The bundling provision will leave labs stripped of direct payment and competing with other providers and departments for their piece of the APC. The change also makes outpatient lab testing part of deductibles and copays under Medicare for the first time.
One piece of good news did come out of the final physician fee schedule. CMS scrapped a proposal to cut several key anatomic pathology codes to match APC rates. This policy would have cut several common codes, such as for immunohistochemistry, flow cytometry, and fluorescence in situ hybridization, by up to 75%.

The final rules are available from www.cms.gov/Medicare/Medicare.html.

CMS Offers More Time to Achieve Meaningful Use of EHRs
The Centers for Medicare and Medicaid Services (CMS) and the Office of the National Coordinator for Health Information Technology (ONC) announced they would offer providers one extra year to meet meaningful use standards for electronic health records (EHR) and avoid payment penalties.

Under the revised timeline, stage 2 of meaningful use will be extended through 2016 and stage 3 will begin in 2017 for those providers that have completed at least 2 years in stage 2.

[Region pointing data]
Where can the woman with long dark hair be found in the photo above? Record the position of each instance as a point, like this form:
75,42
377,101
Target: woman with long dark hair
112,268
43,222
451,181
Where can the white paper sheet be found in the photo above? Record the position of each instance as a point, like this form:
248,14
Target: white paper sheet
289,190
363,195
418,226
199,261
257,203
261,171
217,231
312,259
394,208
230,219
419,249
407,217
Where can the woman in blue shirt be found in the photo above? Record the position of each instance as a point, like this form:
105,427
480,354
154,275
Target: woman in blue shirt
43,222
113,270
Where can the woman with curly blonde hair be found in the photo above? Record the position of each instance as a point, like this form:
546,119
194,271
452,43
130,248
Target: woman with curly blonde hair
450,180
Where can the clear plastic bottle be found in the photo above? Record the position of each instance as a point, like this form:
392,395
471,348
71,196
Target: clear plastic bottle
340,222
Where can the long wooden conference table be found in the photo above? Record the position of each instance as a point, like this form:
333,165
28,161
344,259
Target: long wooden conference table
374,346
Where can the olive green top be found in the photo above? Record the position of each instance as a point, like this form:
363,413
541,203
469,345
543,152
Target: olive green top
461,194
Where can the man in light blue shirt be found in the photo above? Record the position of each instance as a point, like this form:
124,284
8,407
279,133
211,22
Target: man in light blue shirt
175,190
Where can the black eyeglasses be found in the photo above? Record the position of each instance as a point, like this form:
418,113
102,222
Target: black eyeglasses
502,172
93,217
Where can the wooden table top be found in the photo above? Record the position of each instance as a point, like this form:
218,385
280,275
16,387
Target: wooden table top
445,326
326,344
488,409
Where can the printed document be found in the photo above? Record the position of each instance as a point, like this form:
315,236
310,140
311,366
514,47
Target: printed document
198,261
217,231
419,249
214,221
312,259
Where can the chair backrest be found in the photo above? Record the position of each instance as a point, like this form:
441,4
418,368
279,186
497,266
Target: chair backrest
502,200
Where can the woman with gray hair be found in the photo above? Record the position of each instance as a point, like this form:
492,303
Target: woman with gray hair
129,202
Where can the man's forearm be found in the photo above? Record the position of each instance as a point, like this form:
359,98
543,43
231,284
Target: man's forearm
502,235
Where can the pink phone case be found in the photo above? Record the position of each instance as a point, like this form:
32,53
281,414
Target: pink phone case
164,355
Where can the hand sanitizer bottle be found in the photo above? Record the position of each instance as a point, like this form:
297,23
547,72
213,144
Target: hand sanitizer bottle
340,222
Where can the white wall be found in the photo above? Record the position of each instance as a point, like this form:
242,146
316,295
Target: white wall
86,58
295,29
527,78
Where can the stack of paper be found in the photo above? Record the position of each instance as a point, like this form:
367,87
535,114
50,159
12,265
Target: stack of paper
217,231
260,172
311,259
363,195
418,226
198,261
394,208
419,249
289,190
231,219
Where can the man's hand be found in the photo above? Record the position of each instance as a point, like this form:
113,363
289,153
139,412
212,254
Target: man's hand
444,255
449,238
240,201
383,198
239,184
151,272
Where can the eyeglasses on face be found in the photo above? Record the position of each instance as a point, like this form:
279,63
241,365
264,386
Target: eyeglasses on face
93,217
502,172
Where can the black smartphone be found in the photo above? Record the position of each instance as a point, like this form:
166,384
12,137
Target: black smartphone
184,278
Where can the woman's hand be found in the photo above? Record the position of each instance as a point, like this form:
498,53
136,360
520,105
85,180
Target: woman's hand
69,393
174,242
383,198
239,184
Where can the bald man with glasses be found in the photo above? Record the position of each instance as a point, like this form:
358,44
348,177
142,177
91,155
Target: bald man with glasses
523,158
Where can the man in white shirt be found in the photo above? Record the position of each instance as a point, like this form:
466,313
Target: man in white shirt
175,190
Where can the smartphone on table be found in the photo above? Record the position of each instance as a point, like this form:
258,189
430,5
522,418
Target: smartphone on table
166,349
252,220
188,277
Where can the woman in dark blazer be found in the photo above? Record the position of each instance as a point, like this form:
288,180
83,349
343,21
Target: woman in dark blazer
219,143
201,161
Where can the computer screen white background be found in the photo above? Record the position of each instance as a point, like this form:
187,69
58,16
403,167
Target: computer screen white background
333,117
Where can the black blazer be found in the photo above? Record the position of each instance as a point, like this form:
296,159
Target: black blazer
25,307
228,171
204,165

Things to do
1. The Medicare rules passage names several anatomic pathology tests as examples of common codes. List them.
2. Using the Medicare rules passage, answer each question briefly:
(a) By up to what percentage would the scrapped proposal have cut several common codes?
(b) Through what year will stage 2 of meaningful use be extended?
(c) In what year will stage 3 begin, and for which providers?
3. Reproduce the part of the Medicare rules passage starting with "One piece of" and going on through "avoid payment penalties.".

Results for each task
1.
Immunohistochemistry
Flow cytometry
Fluorescence in situ hybridization

2.
(a) Up to 75%.
(b) Through 2016.
(c) In 2017, for providers that have completed at least 2 years in stage 2.

3.
One piece of good news did come out of the final physician fee schedule. CMS scrapped a proposal to cut several key anatomic pathology codes to match APC rates. This policy would have cut several common codes, such as for immunohistochemistry, flow cytometry, and fluorescence in situ hybridization, by up to 75%.

The final rules are available from www.cms.gov/Medicare/Medicare.html.

CMS Offers More Time to Achieve Meaningful Use of EHRs
The Centers for Medicare and Medicaid Services (CMS) and the Office of the National Coordinator for Health Information Technology (ONC) announced they would offer providers one extra year to meet meaningful use standards for electronic health records (EHR) and avoid payment penalties.